Definitivamente
viver não é fácil. Basta observar as fatalidades que poluem as estradas da
história. Milhões morreram sem conseguir aprimorar-se na difícil arte de
existir. A vida muitas vezes é áspera, arriscada e sempre perigosa. A toada
inclemente do tempo, a tensão de ter que conviver com pessoas impiedosas, o
peso de ter que decidir entre o certo e o errado exigem cuidados extremos. Não
basta viver -- é preciso viver bem e para isso é necessário concentração, bom
siso e uma pitada de humildade.
A
arte de viver requer que se rompam os confinamentos. Toda marginalização ou
reclusão imposta é nitroglicerina que detona a alma e forma abismos que sorvem
a alegria de viver. No ventre da história conturbada e triste do século 21,
somente artistas e poetas conseguiram recuperar o verbo coexistir de sua
insignificante função. Antigamente coexistir descrevia a tolerância como mero
dever. Os civilizados precisavam de resignação para aguentar o próximo. De repente,
coexistir passou a significar a beleza de reconhecer a dignidade dos que pensam
diferente, transmitindo a idéia de que ninguém será discriminado, diminuído ou
marginalizado por causa de sua fé, cor da pele ou ideologia política.
As
diferentes cosmovisões possuem valor idêntico. Na boca dos poetas, as
expectativas dos profetas por um mundo sem cadeias de absolutismo já começaram
a acontecer. Eles intuem que em breve a humanidade não suportará racismos,
ódios e desprezos sociais. Um dia, os campos de batalha serão arados e semeados
com amor para que nunca mais se confunda o choro de crianças com os hinos
marciais.
A
arte de viver requer que se ame a poesia. Só ela pode apagar o ódio. Os poetas
se unirão a homens e mulheres de boa vontade para soterrar os charcos da
maldade com benignidade e beleza. Estes serão chamados filhos de Deus, pois
carregam o antídoto capaz de salvar o mundo. Nervos gripados de vingança e
olhos enrubescidos de brutalidade se confrontarão com a singeleza da palavra,
mas a ternura triunfará -- quem tem ouvidos para ouvir, ouça.
A
arte de viver requer que sempre se opte pela simplicidade, porque a vida
verdadeira se esconde na realidade mais frágil. Os que se encantam com as
sofisticações não conseguem enxergar a beleza que mora nas coisas efêmeras; só
o insubstancial é eterno. É necessário um olhar singelo para perceber a graça
que há no comum. Os pobres de espírito entrarão nos átrios sagrados de Deus. Os
puros de coração perceberão na bruma silenciosa a voz do Espírito.
A
arte de viver requer integridade. Uma vida abundante precisa juntar os
fragmentos da alma para viver com uma santidade não restrita à obediência
religiosa ou ao cumprimento de mandamentos moralistas. Não basta resignar-se.
Santidade é plenitude do ser, do ser-homem, do ser-mulher. Só os
verdadeiramente santos eternizam os instantes para, inteiros, saborearem as
chances fugazes de felicidade.

> [Dados armazenados]:
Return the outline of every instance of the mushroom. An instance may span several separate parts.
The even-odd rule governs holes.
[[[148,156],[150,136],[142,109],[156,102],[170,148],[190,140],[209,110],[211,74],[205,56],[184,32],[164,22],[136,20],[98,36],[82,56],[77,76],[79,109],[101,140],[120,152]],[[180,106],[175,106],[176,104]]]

> [Sua tarefa]:
No texto sobre a arte de viver, o que é necessário para viver bem?

> [Resposta]:
Concentração, bom siso e uma pitada de humildade.